Task instructions:
Pictures appear among the records. Write out all else exactly as it stands.

Exercise material:
----

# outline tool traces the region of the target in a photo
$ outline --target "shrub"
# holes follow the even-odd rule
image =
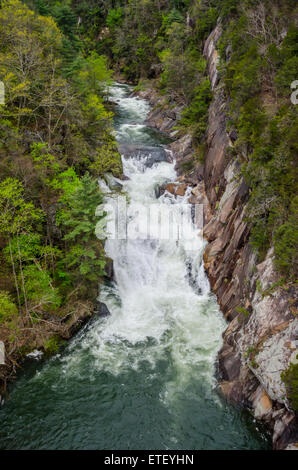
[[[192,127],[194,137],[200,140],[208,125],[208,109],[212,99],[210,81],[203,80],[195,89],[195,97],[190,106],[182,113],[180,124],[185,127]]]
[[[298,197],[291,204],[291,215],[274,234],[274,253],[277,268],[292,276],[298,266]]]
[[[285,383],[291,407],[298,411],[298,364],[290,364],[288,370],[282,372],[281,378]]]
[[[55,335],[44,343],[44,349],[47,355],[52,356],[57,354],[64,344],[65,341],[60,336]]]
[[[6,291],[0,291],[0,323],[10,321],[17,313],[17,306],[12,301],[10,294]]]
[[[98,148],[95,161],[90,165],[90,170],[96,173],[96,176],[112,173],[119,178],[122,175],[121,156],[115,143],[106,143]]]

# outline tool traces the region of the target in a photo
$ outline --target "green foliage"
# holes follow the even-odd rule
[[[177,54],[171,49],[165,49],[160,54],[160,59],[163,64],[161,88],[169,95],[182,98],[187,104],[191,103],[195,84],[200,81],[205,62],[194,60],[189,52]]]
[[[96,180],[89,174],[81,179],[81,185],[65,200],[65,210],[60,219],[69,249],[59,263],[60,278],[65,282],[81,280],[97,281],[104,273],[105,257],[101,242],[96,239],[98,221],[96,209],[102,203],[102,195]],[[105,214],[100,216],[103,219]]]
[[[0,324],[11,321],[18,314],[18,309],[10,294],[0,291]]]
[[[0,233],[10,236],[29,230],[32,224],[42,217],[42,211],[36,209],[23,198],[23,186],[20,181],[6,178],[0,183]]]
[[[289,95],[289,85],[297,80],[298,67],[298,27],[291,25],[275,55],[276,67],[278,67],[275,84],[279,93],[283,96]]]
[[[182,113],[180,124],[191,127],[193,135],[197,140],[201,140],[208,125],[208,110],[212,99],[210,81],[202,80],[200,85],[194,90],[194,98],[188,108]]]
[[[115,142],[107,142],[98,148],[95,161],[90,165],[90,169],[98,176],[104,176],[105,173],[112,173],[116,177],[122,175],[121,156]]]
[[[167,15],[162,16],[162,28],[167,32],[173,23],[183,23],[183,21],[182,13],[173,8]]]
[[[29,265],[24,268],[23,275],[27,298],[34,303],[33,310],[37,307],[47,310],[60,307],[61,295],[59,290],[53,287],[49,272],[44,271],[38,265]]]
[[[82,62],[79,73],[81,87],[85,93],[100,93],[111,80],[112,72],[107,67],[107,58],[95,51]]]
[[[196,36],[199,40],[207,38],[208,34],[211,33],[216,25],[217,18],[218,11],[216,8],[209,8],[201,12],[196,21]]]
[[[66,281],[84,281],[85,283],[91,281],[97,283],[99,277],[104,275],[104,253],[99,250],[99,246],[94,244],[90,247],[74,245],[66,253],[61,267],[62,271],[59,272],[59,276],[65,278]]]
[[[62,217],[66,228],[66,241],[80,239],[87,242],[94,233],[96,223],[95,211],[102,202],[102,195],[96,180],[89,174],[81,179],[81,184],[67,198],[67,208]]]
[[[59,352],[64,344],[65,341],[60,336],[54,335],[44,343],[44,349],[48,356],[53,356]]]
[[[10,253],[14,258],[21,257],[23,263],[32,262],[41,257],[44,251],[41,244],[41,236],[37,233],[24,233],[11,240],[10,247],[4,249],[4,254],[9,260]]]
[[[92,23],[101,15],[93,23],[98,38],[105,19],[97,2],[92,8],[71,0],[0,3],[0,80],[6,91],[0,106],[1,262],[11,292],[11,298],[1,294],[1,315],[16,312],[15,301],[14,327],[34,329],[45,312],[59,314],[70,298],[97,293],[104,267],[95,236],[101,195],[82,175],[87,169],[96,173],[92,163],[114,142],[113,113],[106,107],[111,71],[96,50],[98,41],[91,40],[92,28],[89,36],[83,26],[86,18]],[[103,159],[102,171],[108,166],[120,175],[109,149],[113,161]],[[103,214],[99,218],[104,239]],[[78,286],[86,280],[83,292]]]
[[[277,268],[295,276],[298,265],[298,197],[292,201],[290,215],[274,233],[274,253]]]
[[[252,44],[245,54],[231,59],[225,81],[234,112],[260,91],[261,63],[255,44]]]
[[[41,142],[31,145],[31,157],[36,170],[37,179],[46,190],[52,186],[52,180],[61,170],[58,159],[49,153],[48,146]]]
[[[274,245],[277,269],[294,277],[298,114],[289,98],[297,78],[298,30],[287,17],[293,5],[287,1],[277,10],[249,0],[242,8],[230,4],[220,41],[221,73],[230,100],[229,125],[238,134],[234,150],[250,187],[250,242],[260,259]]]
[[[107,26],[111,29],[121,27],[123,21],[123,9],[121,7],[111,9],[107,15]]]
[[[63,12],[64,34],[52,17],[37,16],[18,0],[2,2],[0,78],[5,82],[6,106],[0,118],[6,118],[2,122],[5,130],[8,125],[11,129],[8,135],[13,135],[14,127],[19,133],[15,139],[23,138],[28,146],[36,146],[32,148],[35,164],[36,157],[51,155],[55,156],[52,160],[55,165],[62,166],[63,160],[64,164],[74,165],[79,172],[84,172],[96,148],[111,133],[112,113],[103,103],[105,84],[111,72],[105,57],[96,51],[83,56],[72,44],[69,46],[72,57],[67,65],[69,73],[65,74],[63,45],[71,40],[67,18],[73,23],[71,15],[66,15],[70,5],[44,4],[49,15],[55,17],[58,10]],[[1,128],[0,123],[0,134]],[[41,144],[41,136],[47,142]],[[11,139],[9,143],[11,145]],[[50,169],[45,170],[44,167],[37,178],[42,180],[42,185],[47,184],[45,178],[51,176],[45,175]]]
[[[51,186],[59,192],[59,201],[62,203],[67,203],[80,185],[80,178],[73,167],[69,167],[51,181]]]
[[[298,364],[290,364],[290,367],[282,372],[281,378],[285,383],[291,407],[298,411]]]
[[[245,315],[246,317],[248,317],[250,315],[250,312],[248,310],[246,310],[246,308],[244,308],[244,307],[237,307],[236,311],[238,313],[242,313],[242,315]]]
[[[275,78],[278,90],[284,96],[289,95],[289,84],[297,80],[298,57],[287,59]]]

----

Written response:
# outline tool traces the region of the target in a photo
$ outline --target "shrub"
# holes follow the even-odd rule
image =
[[[192,127],[194,137],[200,140],[208,125],[208,109],[212,99],[210,81],[203,80],[195,89],[195,97],[190,106],[182,113],[180,124],[185,127]]]
[[[298,197],[291,204],[291,215],[274,234],[274,253],[277,268],[292,276],[298,266]]]
[[[285,383],[291,407],[298,411],[298,364],[290,364],[288,370],[282,372],[281,378]]]
[[[55,335],[44,343],[44,349],[47,355],[52,356],[57,354],[64,344],[65,341],[60,336]]]
[[[6,291],[0,291],[0,323],[10,321],[17,313],[17,306],[12,301],[10,294]]]
[[[98,148],[95,161],[90,165],[90,170],[96,173],[96,176],[112,173],[119,178],[122,175],[121,156],[115,143],[106,143]]]

# outline tool traces the region of the target in a photo
$ outline --target "green foliage"
# holes follow the even-odd rule
[[[177,54],[171,49],[165,49],[160,54],[160,59],[163,64],[161,88],[169,95],[182,98],[187,104],[191,103],[195,84],[200,81],[205,62],[194,60],[189,52]]]
[[[96,180],[89,174],[81,179],[81,185],[65,200],[65,210],[60,219],[69,249],[59,263],[60,278],[65,282],[81,280],[97,281],[104,273],[105,257],[101,242],[96,239],[98,221],[96,209],[102,203],[102,195]],[[105,214],[100,216],[103,219]]]
[[[0,324],[11,321],[18,314],[18,309],[10,294],[0,291]]]
[[[0,233],[10,236],[29,230],[32,224],[42,217],[42,211],[36,209],[23,198],[23,186],[20,181],[6,178],[0,183]]]
[[[289,95],[289,85],[297,80],[298,67],[298,27],[291,25],[275,55],[276,67],[278,67],[275,84],[279,93],[283,96]]]
[[[182,113],[180,124],[191,127],[193,135],[197,140],[201,140],[208,125],[208,110],[212,99],[210,81],[202,80],[200,85],[194,90],[194,98],[188,108]]]
[[[115,142],[107,142],[98,148],[95,161],[90,165],[90,169],[98,176],[104,176],[105,173],[112,173],[116,177],[122,175],[121,156]]]
[[[167,15],[162,16],[162,28],[167,32],[173,23],[183,23],[183,21],[182,13],[173,8]]]
[[[29,265],[24,268],[23,275],[27,298],[34,303],[33,310],[37,307],[47,310],[60,307],[61,295],[59,290],[53,287],[49,272],[44,271],[38,265]]]
[[[82,62],[79,73],[81,87],[85,93],[100,93],[111,80],[112,72],[107,67],[107,58],[95,51]]]
[[[196,36],[199,40],[207,38],[208,34],[211,33],[216,25],[217,18],[218,11],[216,8],[209,8],[201,12],[196,21]]]
[[[66,281],[84,281],[85,283],[91,281],[97,283],[99,277],[104,275],[104,253],[99,250],[99,246],[94,244],[90,247],[74,245],[66,253],[61,267],[62,271],[59,272],[59,276],[65,278]]]
[[[62,217],[66,228],[66,241],[80,239],[87,242],[94,233],[96,223],[95,211],[102,202],[102,195],[96,180],[89,174],[81,179],[81,184],[67,198],[67,208]]]
[[[59,352],[64,344],[65,341],[60,336],[54,335],[44,343],[44,349],[48,356],[53,356]]]
[[[10,253],[14,258],[21,257],[23,263],[32,262],[41,257],[44,251],[41,244],[41,236],[37,233],[24,233],[11,240],[10,247],[4,249],[4,254],[9,260]]]
[[[92,23],[101,15],[93,23],[98,38],[105,19],[97,2],[92,8],[71,0],[0,3],[0,80],[6,91],[0,106],[1,262],[11,292],[11,298],[1,294],[1,315],[16,312],[15,301],[14,327],[34,329],[45,312],[59,314],[70,298],[97,293],[104,267],[95,236],[101,195],[82,175],[87,169],[96,173],[92,163],[114,142],[113,113],[106,107],[111,71],[96,50],[98,41],[91,40],[92,28],[89,36],[83,26],[86,18]],[[103,159],[102,171],[108,166],[120,175],[109,149],[113,161]],[[103,214],[99,218],[104,239]],[[78,286],[86,280],[83,292]]]
[[[277,268],[295,276],[298,265],[298,197],[292,201],[290,215],[274,233],[274,253]]]
[[[252,44],[245,54],[231,59],[225,81],[234,112],[260,91],[261,63],[255,44]]]
[[[41,142],[31,145],[31,157],[36,170],[37,179],[46,190],[52,186],[52,180],[61,170],[58,159],[49,153],[48,146]]]
[[[274,245],[277,269],[294,277],[298,114],[289,98],[297,78],[298,30],[287,17],[293,5],[287,1],[277,10],[249,0],[242,8],[230,4],[220,41],[221,73],[230,100],[229,125],[238,134],[234,150],[250,187],[250,242],[260,259]]]
[[[107,26],[111,29],[121,27],[123,21],[123,9],[121,7],[111,9],[107,15]]]
[[[63,12],[64,34],[52,17],[37,16],[18,0],[2,2],[0,78],[5,82],[6,106],[0,118],[6,118],[2,122],[5,130],[8,125],[11,129],[8,135],[13,135],[14,127],[19,133],[15,139],[23,138],[28,146],[36,146],[32,148],[35,164],[36,157],[51,155],[55,156],[52,160],[55,165],[62,166],[63,160],[64,164],[74,165],[79,172],[84,172],[96,148],[111,133],[112,113],[103,103],[105,84],[111,72],[105,57],[96,51],[83,56],[72,44],[69,46],[72,57],[67,65],[69,73],[65,74],[63,45],[71,40],[67,18],[73,23],[71,15],[66,15],[70,5],[44,4],[49,15],[55,17],[58,10]],[[1,128],[0,123],[0,134]],[[41,144],[41,136],[47,142]],[[11,139],[9,143],[11,145]],[[50,169],[45,170],[44,167],[37,178],[42,180],[42,185],[47,184],[45,178],[51,176],[45,175]]]
[[[51,186],[59,192],[59,201],[62,203],[67,203],[80,185],[80,178],[73,167],[69,167],[51,181]]]
[[[298,364],[290,364],[290,367],[282,372],[281,378],[285,383],[291,407],[298,411]]]
[[[245,315],[246,317],[248,317],[250,315],[250,312],[248,310],[246,310],[246,308],[244,308],[244,307],[237,307],[236,311],[238,313],[242,313],[242,315]]]
[[[275,78],[278,90],[284,96],[289,95],[289,84],[297,80],[298,57],[287,59]]]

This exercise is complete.